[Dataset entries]
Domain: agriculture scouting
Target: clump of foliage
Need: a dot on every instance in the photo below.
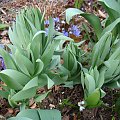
(104, 69)
(33, 62)
(39, 60)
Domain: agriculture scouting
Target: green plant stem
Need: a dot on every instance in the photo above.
(22, 106)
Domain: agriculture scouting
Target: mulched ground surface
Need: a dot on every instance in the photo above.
(64, 99)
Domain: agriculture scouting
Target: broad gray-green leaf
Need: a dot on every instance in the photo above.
(9, 62)
(92, 19)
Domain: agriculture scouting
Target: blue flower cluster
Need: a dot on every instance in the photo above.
(73, 29)
(2, 65)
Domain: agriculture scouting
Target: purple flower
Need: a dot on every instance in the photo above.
(2, 65)
(65, 33)
(46, 22)
(75, 30)
(56, 19)
(46, 30)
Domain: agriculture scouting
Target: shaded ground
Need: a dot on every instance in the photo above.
(64, 99)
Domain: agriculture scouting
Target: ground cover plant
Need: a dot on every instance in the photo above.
(44, 58)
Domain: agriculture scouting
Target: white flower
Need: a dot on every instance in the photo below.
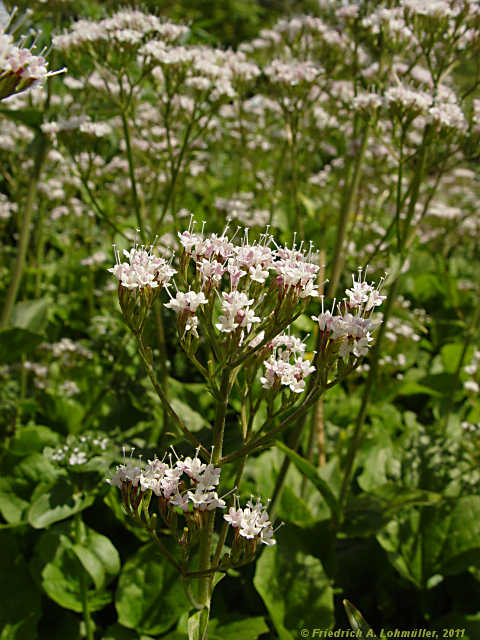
(188, 301)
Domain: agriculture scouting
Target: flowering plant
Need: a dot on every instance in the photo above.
(235, 304)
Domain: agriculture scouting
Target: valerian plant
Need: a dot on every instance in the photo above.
(235, 304)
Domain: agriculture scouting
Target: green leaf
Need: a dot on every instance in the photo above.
(192, 418)
(357, 621)
(150, 597)
(60, 571)
(17, 342)
(117, 632)
(294, 588)
(31, 314)
(20, 607)
(247, 629)
(442, 539)
(368, 513)
(58, 502)
(310, 472)
(29, 117)
(198, 625)
(33, 438)
(98, 557)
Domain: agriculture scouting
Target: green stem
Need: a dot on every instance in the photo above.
(25, 230)
(375, 354)
(205, 584)
(456, 378)
(345, 212)
(157, 308)
(131, 171)
(357, 434)
(163, 398)
(79, 534)
(176, 170)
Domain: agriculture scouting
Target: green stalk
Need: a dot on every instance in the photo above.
(131, 171)
(345, 212)
(375, 356)
(83, 581)
(163, 372)
(468, 340)
(205, 583)
(176, 170)
(25, 231)
(163, 398)
(357, 434)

INSTRUCTIONS TO FOLLOW =>
Could you retype the records above exactly, omitting the pictures?

EXPECTED ANSWER =>
Domain: agriculture scouting
Target: clump of foliage
Need: a dot on every instance in the photo below.
(104, 69)
(33, 62)
(39, 60)
Domain: agriculture scouting
Target: green plant stem
Need: a dot on every instance in the photo above.
(22, 106)
Domain: agriculture scouting
Target: mulched ground surface
Need: a dot on every instance in the photo above.
(64, 99)
Domain: agriculture scouting
Target: broad gray-green leaf
Need: a dot on every instance in the photo above.
(9, 62)
(92, 19)
Domain: agriculture scouting
Target: blue flower cluster
Need: a dot on every instance in the photo above.
(73, 29)
(2, 65)
Domain: agriculture scouting
Target: purple flower
Need: a dot on every instance in the photo above.
(2, 65)
(65, 33)
(46, 22)
(75, 30)
(56, 19)
(46, 30)
Domain: agriculture scouting
Target: shaded ground
Need: a dot on every instance in the photo above.
(64, 99)
Domain: agriculture scouting
Target: ground cover plant
Need: a dot on every instance in the photo above.
(44, 58)
Domain: agriculture scouting
Target: white flower
Need: a dot on every instance in the photo below.
(188, 301)
Domain: agriculture scouting
Target: flowering plant
Need: a dot on every instance in the photo above.
(235, 304)
Domain: agriculture scouting
Target: valerian plant
Need: a dot on every instance in the photo above.
(235, 304)
Domain: agriculture scouting
Target: green leaf
Need: a dot on every instance in the photo above.
(192, 418)
(357, 621)
(150, 597)
(60, 571)
(17, 342)
(117, 632)
(294, 588)
(31, 314)
(20, 607)
(247, 629)
(442, 539)
(368, 513)
(58, 502)
(310, 472)
(29, 117)
(198, 625)
(33, 438)
(98, 557)
Domain: agriculture scouting
Target: green stem
Need: a dot on every instance in the photo above.
(25, 230)
(375, 354)
(205, 584)
(456, 378)
(345, 212)
(157, 308)
(131, 171)
(357, 434)
(163, 398)
(79, 534)
(176, 170)
Domain: agriculture scouting
Target: green stalk
Need: a dot on every instance in the photo above.
(131, 171)
(345, 212)
(375, 356)
(83, 581)
(163, 372)
(468, 340)
(205, 583)
(176, 170)
(25, 231)
(163, 398)
(357, 434)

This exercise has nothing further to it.